SET PROBLEM
Copy out every line in the items below that contains the string "vecmask". Treat case as significant.

EXCERPTED RECORDS
___

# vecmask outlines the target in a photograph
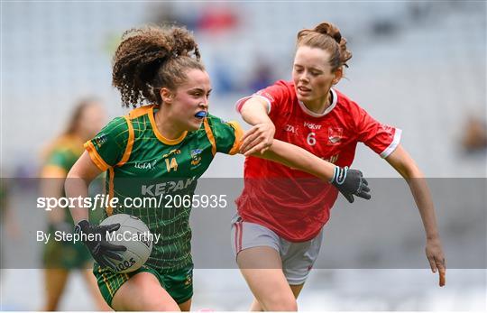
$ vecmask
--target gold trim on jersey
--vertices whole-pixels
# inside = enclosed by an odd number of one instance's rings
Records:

___

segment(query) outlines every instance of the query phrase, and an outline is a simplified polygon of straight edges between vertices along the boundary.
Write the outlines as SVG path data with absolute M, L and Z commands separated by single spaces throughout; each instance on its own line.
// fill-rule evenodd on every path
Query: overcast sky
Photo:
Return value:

___

IN RESPONSE
# vecmask outlines the target in a photograph
$ vecmask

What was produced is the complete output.